## Task list
A – Using the motorcycle forum thread, decide whether each statement agrees with it. Answer yes or no and quote the deciding words: (i) Readie sold the Speed Triple because it was too physically small. (ii) Readie lost money on the sale. (iii) Bucksnort101 suggests a Harley Road King.
B – Name every username that has a post in the motorcycle forum thread.
C – Carry the motorcycle forum thread on from its final post.

Begin Text provided

# Had it, loved it, sold it...now what?



## Readie (Jun 27, 2013)

The Speed Triple has been sold on. Why? Too physically small and killed my knees and wrists. 

Have to have a rethink and get something I fit in (on)...ummm.

Bloody alloy frames.


----------



## Shortround6 (Jun 27, 2013)

as we get older we have to get bikes that fit _us_ rather than us fitting the bike


----------



## Bucksnort101 (Jun 27, 2013)

3 words, Harley Road King. If you can't fit on one of those, you can't fit on anything. OK, that was more that 3 words.


----------



## Lucky13 (Jun 27, 2013)

You know you want to!


----------



## Lucky13 (Jun 27, 2013)

......or;


----------



## Readie (Jun 27, 2013)

Shortround6 said:


> as we get older we have to get bikes that fit _us_ rather than us fitting the bike



Very true. I didn't lose any money its just the buggerance factor that annoys.

Hey ho...


----------



## Readie (Jun 27, 2013)

Bucksnort101 said:


> 3 words, Harley Road King. If you can't fit on one of those, you can't fit on anything. OK, that was more that 3 words.



Ive had a Electra Glide Superglide in a previous life.

Great fun but,too expensive for me at the moment..

The criteria is cheap, I fit it, cheap, fun, cheap, fast. cheap...


----------



## vikingBerserker (Jun 27, 2013)

Heck, that's what I look for in a woman too - lol


----------



## Readie (Jun 27, 2013)

vikingBerserker said:


> Heck, that's what I look for in a woman too - lol



Haha..very good


----------



## Lucky13 (Jun 27, 2013)

vikingBerserker said:


> Heck, that's what I look for in a woman too - lol



Fast, fun, fit and cheap?

Have you tried one of your street corners, after dark?


----------



## Readie (Jun 27, 2013)

Lucky13 said:


> Have you tried one of your street corners, after dark?




Jan, I hate to be the bearer of news that will disappoint you....but, you cannot shag a 'street corner'...


----------



## Njaco (Jun 27, 2013)




----------



## Readie (Jun 28, 2013)

Oh, I love American wit 

That is my smile this morning.


----------



## B-17engineer (Jun 28, 2013)

vikingBerserker said:


> Heck, that's what I look for in a woman too - lol



Does the red light district have a rewards program?


----------



## Bucksnort101 (Jun 28, 2013)

Njaco said:


> View attachment 236942



That's what I'm talking about. Room in the back for the weekends case or two of beer. Lets see you haul two cases on the back of those other bikes.


----------



## Bucksnort101 (Jun 28, 2013)

B-17engineer said:


> Does the red light district have a rewards program?



Yeah they're called STD's.


----------



## razor1uk (Jun 28, 2013)

Readie said:


> Ive had a Electra Glide Superglide in a previous life.
> 
> Great fun but,too expensive for me at the moment..
> 
> The criteria is cheap, I fit it, cheap, fun, cheap, fast. cheap...

End Text provided
Begin Raw records

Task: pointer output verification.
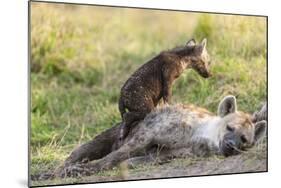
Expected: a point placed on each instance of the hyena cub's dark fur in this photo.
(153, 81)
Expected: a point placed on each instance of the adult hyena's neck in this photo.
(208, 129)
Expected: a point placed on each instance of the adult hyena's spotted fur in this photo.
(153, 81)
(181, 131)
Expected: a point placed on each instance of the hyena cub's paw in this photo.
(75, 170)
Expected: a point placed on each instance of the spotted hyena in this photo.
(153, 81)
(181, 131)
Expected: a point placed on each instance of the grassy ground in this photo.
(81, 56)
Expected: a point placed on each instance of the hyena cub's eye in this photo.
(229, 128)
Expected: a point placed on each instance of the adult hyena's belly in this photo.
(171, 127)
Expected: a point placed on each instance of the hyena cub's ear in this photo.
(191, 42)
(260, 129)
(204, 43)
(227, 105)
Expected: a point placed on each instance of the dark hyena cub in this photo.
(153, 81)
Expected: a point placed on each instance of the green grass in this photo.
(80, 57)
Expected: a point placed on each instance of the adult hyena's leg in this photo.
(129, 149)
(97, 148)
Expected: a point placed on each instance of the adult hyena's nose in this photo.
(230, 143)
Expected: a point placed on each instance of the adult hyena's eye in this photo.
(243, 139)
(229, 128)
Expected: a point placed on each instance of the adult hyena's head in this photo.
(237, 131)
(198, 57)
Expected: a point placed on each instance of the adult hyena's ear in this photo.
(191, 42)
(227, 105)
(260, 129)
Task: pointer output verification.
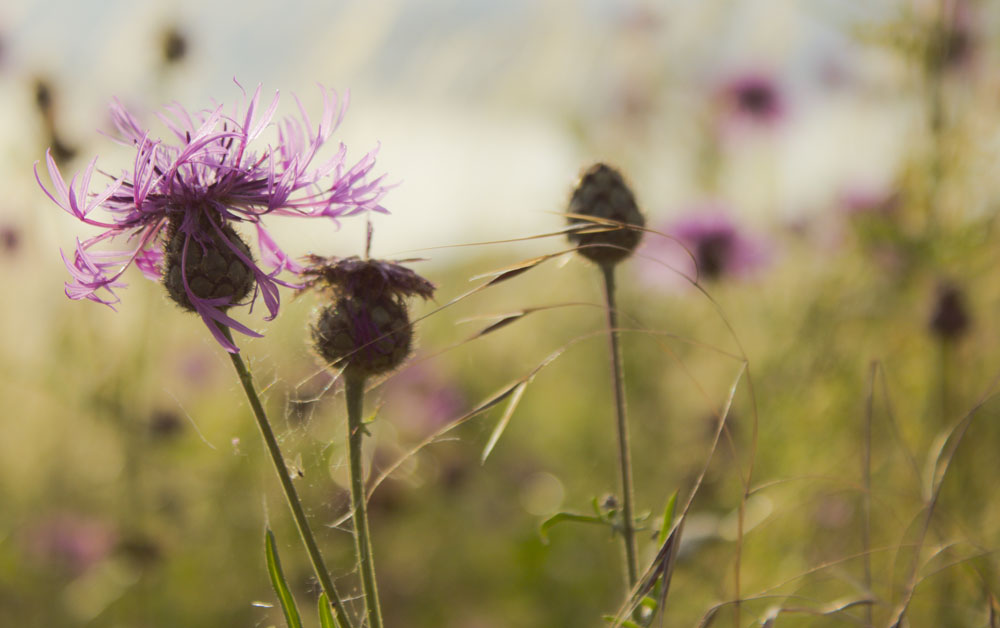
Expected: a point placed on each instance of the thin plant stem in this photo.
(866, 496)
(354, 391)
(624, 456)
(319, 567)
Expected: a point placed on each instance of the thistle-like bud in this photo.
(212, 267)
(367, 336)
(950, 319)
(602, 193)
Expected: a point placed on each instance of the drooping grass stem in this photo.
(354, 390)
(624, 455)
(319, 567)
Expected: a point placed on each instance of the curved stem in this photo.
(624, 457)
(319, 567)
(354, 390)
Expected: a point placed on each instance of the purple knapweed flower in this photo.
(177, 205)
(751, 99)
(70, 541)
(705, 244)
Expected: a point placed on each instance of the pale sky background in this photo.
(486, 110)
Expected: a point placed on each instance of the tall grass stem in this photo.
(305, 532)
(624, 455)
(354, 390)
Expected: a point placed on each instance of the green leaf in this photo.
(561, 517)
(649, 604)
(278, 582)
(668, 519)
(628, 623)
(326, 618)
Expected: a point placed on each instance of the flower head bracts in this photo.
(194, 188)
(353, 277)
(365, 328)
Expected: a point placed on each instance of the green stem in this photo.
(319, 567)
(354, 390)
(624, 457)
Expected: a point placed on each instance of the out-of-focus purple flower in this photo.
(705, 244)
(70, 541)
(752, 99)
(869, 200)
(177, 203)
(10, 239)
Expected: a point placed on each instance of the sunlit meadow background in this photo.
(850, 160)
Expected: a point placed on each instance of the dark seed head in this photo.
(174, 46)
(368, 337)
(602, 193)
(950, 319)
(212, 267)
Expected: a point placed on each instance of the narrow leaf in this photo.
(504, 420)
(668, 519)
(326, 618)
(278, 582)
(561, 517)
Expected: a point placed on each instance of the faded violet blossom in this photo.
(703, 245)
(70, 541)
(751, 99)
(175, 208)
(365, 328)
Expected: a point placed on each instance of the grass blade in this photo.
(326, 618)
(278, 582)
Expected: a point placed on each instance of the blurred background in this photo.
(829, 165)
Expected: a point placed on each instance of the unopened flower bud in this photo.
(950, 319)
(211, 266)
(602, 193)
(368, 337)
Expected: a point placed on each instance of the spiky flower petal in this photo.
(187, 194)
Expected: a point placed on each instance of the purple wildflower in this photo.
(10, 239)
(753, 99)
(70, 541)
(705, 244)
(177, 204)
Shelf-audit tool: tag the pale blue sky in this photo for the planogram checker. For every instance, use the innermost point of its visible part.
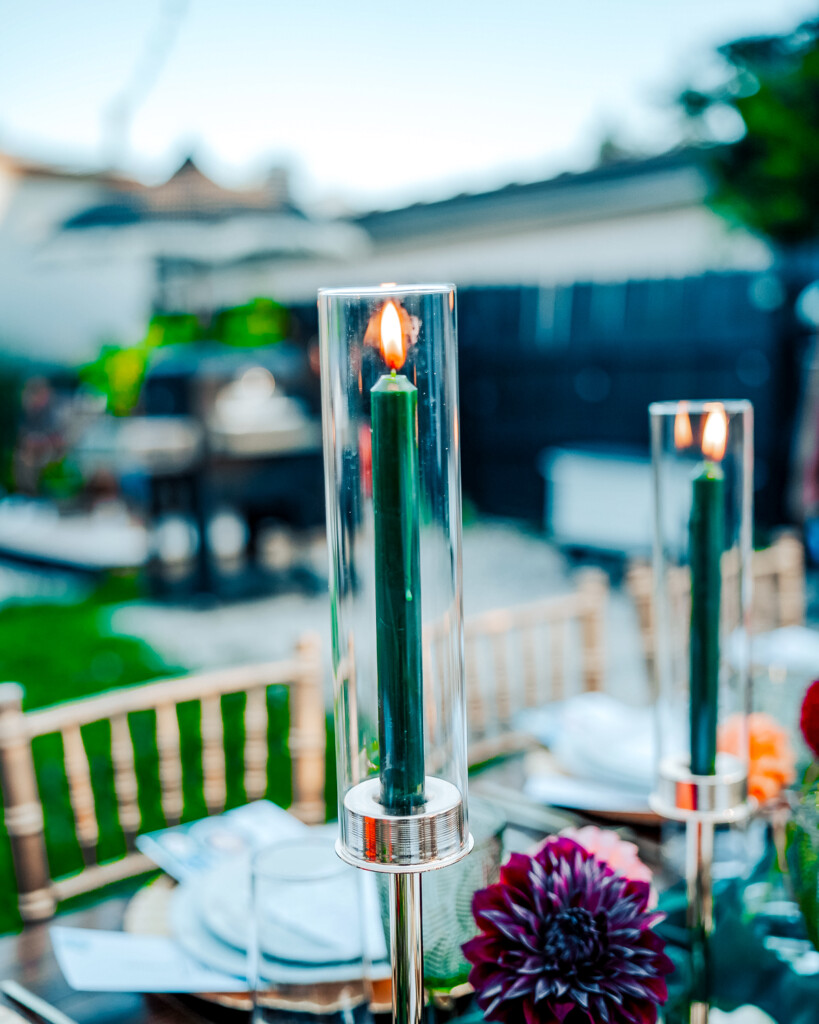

End Raw records

## Responses for each task
A –
(i) Yes: "Too physically small and killed my knees and wrists."
(ii) No: "I didn't lose any money"
(iii) Yes: "3 words, Harley Road King."

B – Readie, Shortround6, Bucksnort101, Lucky13, vikingBerserker, Njaco, B-17engineer, razor1uk

C –
With a lack of so long as straight as yours roads, higher legal speeds, the need to be able to turn around in under 3 meters, to get around a corner without going below 40mph (if it has footboards), the need to brake quickly for in-attentive school kids, pedestrian 'jay walkers', cyclists who ignore road laws any myopic car drivers etc. Let alone the spare parts cost, the usual H-D option in UK is more for the... rich, famous, 'fashion is life' idiots and those that like the challenge of heavy and under-developed tech-ed machinery that makes passers by stare in marketing hype induced feelings of grandure. 

Although they do look 'nostalgic' snd are amazingly sold in a myriad of versions and subtle era styles, they do hold onto their worth better than a 'celibate' father holds onto his own flocks children.
Naturally the above rant, excludes the H-D V-Rod, which can handle and stop better than any other earlier H-D, can get around 'real' corners at speeds greater than 50mph, and has the most advanced motorcycle engine ever made in-comparison to all other previous H-D motors, which was co-designed developed by Porche.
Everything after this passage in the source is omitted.